Copy every line of the listing below, character for character.

(Beginning of Record excerpts)

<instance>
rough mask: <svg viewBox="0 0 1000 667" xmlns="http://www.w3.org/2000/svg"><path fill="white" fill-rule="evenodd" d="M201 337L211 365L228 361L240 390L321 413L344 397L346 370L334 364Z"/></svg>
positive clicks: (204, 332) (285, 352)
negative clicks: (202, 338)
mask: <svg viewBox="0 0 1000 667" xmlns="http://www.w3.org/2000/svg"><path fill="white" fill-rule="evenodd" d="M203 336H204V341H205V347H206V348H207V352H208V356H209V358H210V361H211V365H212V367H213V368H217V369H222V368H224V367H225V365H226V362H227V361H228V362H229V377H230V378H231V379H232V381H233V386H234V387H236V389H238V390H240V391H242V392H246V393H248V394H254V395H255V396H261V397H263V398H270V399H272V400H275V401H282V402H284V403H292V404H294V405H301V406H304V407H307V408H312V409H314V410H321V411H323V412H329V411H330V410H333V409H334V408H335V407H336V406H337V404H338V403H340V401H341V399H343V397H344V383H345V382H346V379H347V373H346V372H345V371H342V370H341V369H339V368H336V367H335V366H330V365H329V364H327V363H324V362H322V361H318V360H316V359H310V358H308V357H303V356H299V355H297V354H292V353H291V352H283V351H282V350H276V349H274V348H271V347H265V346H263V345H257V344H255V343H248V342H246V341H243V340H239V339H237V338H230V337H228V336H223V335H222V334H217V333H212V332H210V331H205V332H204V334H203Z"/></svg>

(End of Record excerpts)

# Exercise response:
<instance>
rough mask: <svg viewBox="0 0 1000 667" xmlns="http://www.w3.org/2000/svg"><path fill="white" fill-rule="evenodd" d="M201 337L211 365L228 361L240 390L321 413L344 397L346 370L334 364Z"/></svg>
positive clicks: (204, 332) (285, 352)
negative clicks: (202, 338)
mask: <svg viewBox="0 0 1000 667" xmlns="http://www.w3.org/2000/svg"><path fill="white" fill-rule="evenodd" d="M203 336H204V341H205V347H206V348H207V352H208V356H209V358H210V361H211V365H212V367H213V368H217V369H222V368H224V367H225V365H226V362H227V361H228V362H229V377H230V378H231V379H232V381H233V386H234V387H236V389H238V390H240V391H242V392H246V393H248V394H254V395H255V396H261V397H263V398H270V399H272V400H275V401H282V402H284V403H292V404H294V405H301V406H304V407H307V408H312V409H314V410H321V411H323V412H329V411H330V410H333V409H334V408H335V407H336V406H337V404H338V403H340V401H341V399H343V397H344V383H345V382H346V379H347V373H346V372H345V371H342V370H341V369H339V368H336V367H335V366H330V365H329V364H327V363H324V362H322V361H318V360H316V359H310V358H308V357H303V356H299V355H297V354H292V353H291V352H283V351H282V350H276V349H274V348H271V347H265V346H263V345H257V344H255V343H248V342H246V341H243V340H239V339H237V338H230V337H228V336H223V335H222V334H217V333H212V332H210V331H205V332H204V334H203Z"/></svg>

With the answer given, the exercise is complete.